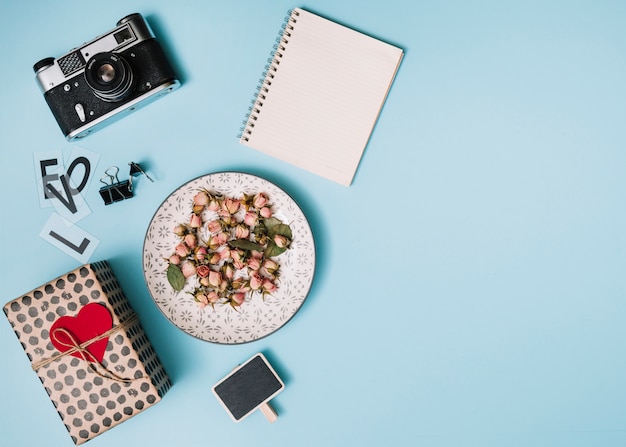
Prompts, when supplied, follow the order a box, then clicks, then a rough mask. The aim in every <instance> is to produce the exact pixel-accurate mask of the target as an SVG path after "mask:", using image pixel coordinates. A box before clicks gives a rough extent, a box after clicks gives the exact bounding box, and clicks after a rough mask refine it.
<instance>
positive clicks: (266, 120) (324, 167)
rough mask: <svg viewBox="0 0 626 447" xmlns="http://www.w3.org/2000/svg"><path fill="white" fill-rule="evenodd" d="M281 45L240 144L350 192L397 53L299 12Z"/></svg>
mask: <svg viewBox="0 0 626 447" xmlns="http://www.w3.org/2000/svg"><path fill="white" fill-rule="evenodd" d="M289 25H290V26H289ZM283 39H284V41H285V42H284V44H283V45H284V47H283V48H279V49H278V50H277V52H276V54H275V56H274V63H273V64H272V65H273V68H275V70H273V69H272V70H270V73H272V74H273V75H274V77H273V78H270V77H266V78H265V79H266V84H265V85H266V86H267V92H266V93H265V92H263V95H264V96H265V97H264V98H263V97H258V98H257V104H256V105H255V108H256V111H253V113H252V115H251V117H250V118H249V119H248V123H247V126H246V129H245V132H244V134H243V137H242V138H241V142H242V144H244V145H246V146H250V147H252V148H254V149H257V150H259V151H261V152H264V153H266V154H268V155H271V156H274V157H276V158H279V159H281V160H284V161H286V162H288V163H291V164H294V165H296V166H299V167H301V168H303V169H306V170H309V171H311V172H313V173H316V174H318V175H321V176H323V177H326V178H328V179H331V180H334V181H336V182H338V183H340V184H343V185H346V186H347V185H350V183H351V182H352V179H353V177H354V174H355V172H356V169H357V167H358V164H359V161H360V159H361V156H362V154H363V151H364V149H365V146H366V145H367V142H368V140H369V137H370V134H371V132H372V130H373V127H374V125H375V123H376V119H377V117H378V114H379V112H380V110H381V107H382V105H383V103H384V101H385V98H386V96H387V92H388V91H389V88H390V87H391V83H392V82H393V79H394V76H395V73H396V71H397V68H398V65H399V63H400V61H401V59H402V54H403V53H402V50H401V49H399V48H396V47H394V46H392V45H389V44H387V43H384V42H381V41H380V40H377V39H374V38H372V37H370V36H367V35H364V34H362V33H359V32H357V31H354V30H352V29H350V28H347V27H344V26H342V25H339V24H337V23H335V22H332V21H330V20H327V19H324V18H322V17H320V16H317V15H315V14H312V13H310V12H307V11H304V10H302V9H295V10H294V11H293V12H292V14H291V16H290V20H289V22H288V26H287V28H286V34H283ZM268 82H269V83H268Z"/></svg>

□ □ □

What to work on:
Filter the entries by the string "clicks" and copy each matching line.

Response area:
Prompts, when supplied, follow the order a box, then clicks, then a rough mask. The aim in every <instance> is to produce the exact pixel-accurate mask of the target as an SVG path after "mask:", using image pixel coordinates. A box before clicks gives a rough extent, a box after clicks gives the exact bounding box, and clicks after a rough mask refine it.
positive clicks: (266, 120) (324, 167)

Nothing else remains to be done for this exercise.